**Material provided**

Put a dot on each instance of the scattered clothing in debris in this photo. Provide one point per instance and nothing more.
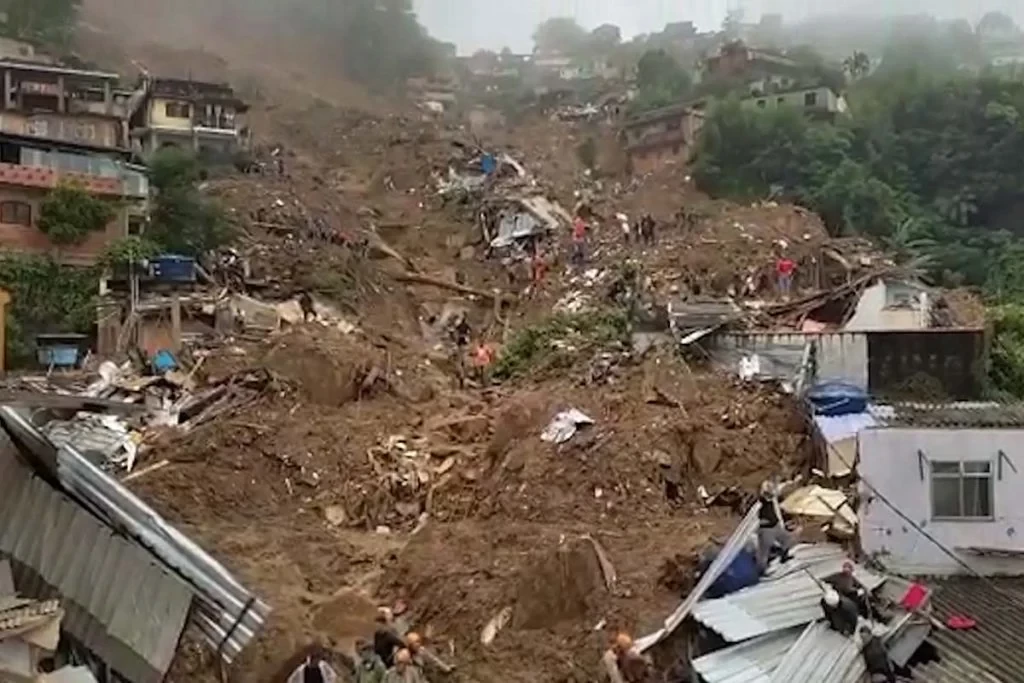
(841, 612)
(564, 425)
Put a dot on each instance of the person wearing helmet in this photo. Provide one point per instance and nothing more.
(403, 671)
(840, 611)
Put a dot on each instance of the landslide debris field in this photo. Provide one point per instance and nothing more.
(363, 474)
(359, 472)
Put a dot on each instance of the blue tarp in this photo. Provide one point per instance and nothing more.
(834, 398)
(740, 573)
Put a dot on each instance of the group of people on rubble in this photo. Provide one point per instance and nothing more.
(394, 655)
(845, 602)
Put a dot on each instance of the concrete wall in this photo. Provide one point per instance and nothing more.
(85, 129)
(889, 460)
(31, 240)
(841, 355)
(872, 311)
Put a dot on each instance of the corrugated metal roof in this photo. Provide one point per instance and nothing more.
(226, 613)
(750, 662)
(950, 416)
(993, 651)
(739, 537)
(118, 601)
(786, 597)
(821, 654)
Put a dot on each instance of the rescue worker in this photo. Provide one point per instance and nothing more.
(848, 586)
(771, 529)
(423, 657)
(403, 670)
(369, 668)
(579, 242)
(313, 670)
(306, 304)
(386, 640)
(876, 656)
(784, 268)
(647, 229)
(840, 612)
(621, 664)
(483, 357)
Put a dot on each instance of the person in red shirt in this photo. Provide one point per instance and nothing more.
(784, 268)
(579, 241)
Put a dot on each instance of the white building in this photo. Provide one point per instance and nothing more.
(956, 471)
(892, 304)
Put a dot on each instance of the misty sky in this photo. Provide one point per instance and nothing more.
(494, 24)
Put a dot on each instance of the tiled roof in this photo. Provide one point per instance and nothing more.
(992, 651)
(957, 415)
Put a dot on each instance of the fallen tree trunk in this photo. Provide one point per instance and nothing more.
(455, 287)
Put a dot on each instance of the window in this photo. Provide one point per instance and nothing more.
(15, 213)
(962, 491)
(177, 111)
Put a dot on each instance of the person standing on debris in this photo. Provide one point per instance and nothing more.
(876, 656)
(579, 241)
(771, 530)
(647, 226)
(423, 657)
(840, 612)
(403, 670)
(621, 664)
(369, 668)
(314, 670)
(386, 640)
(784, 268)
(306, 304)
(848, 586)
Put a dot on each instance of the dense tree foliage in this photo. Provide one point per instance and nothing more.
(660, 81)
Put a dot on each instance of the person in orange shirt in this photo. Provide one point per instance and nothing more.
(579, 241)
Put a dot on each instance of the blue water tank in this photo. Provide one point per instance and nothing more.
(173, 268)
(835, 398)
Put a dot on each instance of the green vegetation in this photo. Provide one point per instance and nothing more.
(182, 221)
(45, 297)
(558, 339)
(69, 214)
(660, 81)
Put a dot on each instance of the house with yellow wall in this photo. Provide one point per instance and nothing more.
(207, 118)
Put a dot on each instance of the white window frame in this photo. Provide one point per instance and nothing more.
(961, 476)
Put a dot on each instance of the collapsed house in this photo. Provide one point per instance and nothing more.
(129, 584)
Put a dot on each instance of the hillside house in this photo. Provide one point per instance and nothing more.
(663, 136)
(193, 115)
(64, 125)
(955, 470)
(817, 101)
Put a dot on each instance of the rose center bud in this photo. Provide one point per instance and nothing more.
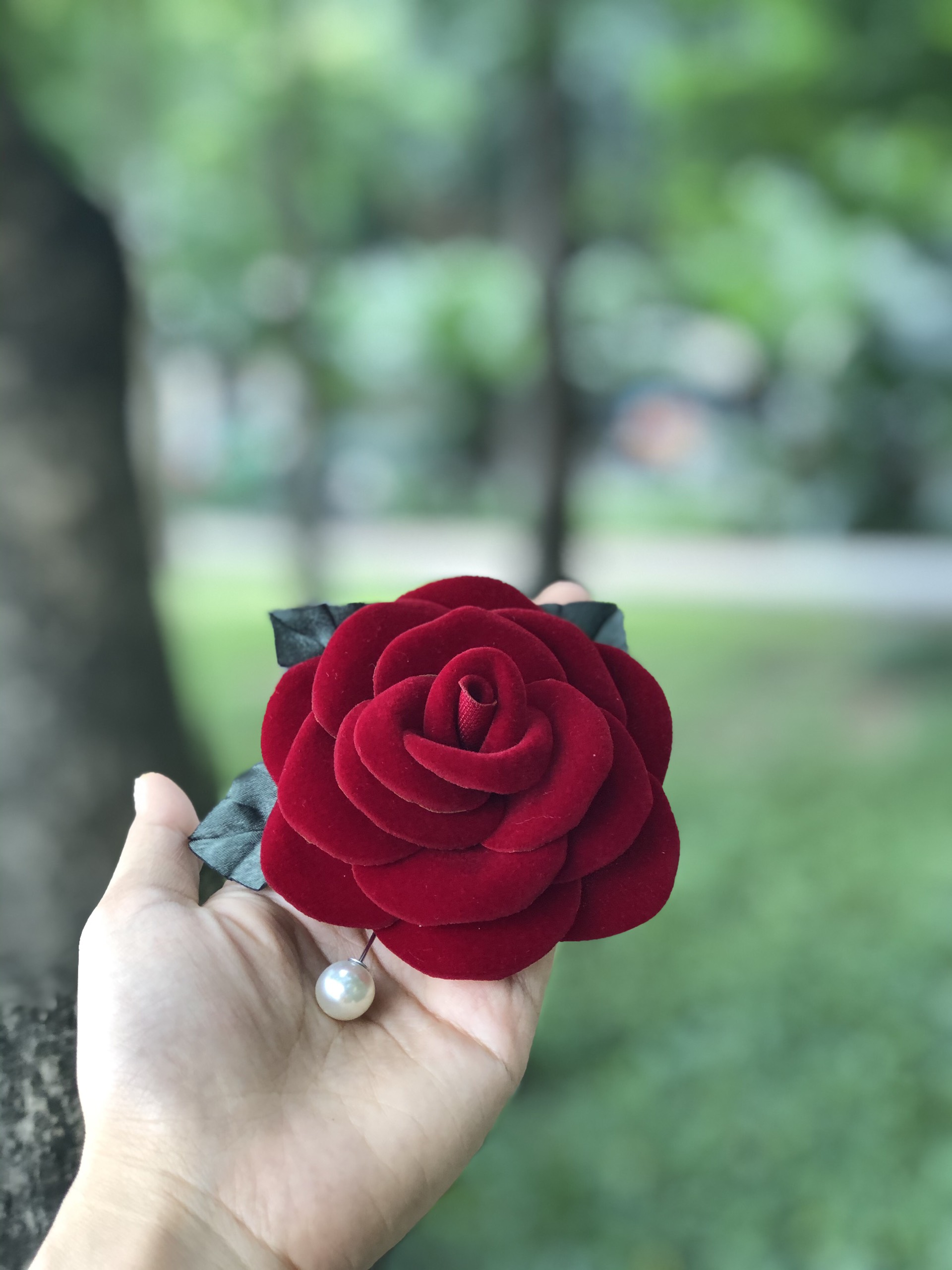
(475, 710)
* * *
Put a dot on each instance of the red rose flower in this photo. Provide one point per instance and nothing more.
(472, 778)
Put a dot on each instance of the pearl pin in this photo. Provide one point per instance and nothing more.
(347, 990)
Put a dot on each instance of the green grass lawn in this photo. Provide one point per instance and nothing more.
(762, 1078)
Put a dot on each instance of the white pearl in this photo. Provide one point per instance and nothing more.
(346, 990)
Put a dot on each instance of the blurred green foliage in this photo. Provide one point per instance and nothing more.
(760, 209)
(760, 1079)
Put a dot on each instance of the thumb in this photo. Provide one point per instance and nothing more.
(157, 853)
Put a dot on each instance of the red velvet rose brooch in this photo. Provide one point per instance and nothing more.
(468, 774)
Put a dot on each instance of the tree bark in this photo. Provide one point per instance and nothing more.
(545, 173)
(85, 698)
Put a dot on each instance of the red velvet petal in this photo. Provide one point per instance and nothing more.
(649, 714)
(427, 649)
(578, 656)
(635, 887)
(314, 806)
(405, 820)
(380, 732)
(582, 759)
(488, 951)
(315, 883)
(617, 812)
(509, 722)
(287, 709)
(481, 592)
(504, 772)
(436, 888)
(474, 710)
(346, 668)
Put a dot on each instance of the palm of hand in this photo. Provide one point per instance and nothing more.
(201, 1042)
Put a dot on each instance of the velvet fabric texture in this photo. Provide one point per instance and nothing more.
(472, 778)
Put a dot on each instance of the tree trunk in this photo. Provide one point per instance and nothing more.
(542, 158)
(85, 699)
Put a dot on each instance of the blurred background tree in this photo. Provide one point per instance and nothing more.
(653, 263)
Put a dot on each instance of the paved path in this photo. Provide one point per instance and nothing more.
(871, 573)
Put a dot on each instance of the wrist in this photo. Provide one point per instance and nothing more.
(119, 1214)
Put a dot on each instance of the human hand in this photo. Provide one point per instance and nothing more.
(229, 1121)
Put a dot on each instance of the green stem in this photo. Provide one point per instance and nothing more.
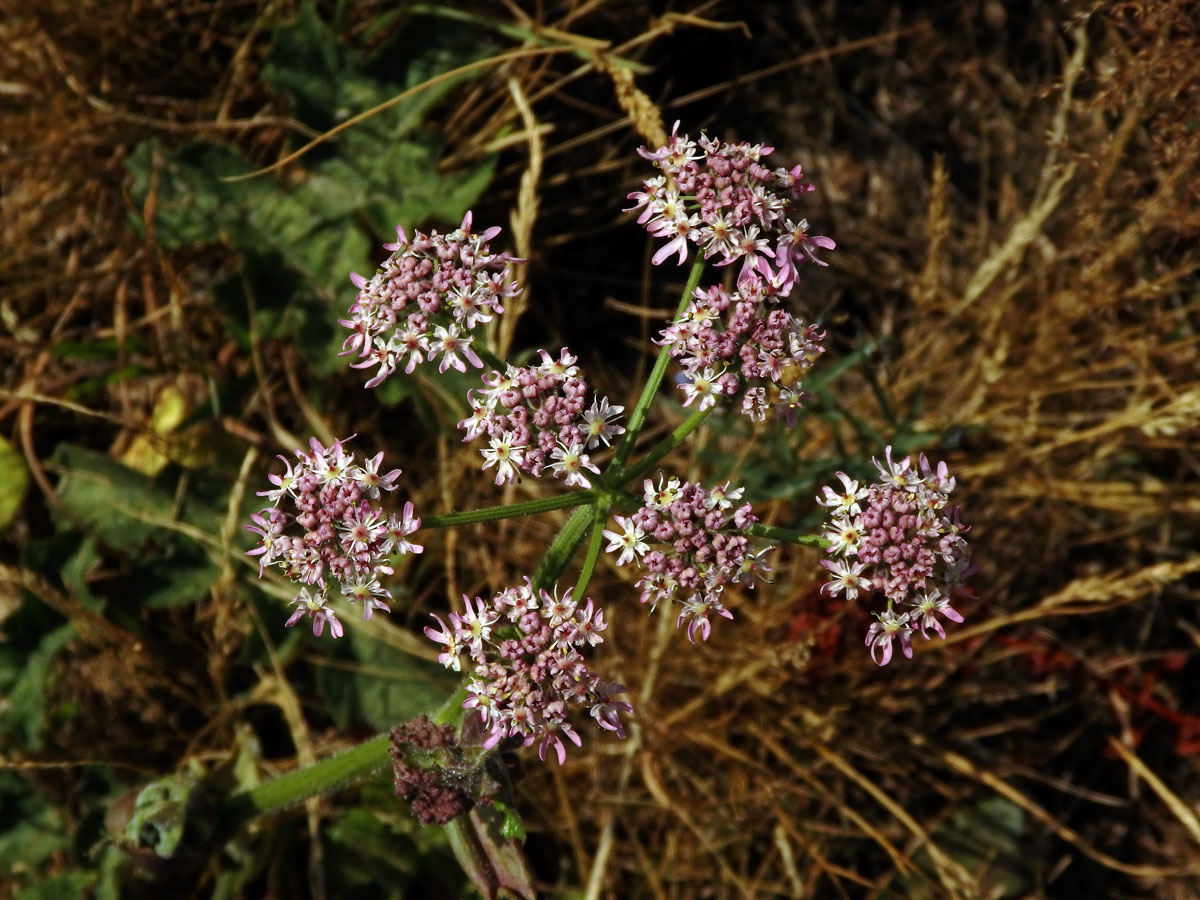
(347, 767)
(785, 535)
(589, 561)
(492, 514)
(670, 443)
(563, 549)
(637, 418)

**Exercise**
Pick out and copy every line above that contains the word "house", treating uppercase and lowercase as different.

**Solved exercise**
Put a dot on each instance of the house with yellow wall in this photo. Provide one point per instance and nothing more.
Put a dot on each instance of the collapsed house in this photo. Provide one point per instance and nothing more.
Put a dot on each instance of the hillside house in this photo. Provide one point per instance and nothing more.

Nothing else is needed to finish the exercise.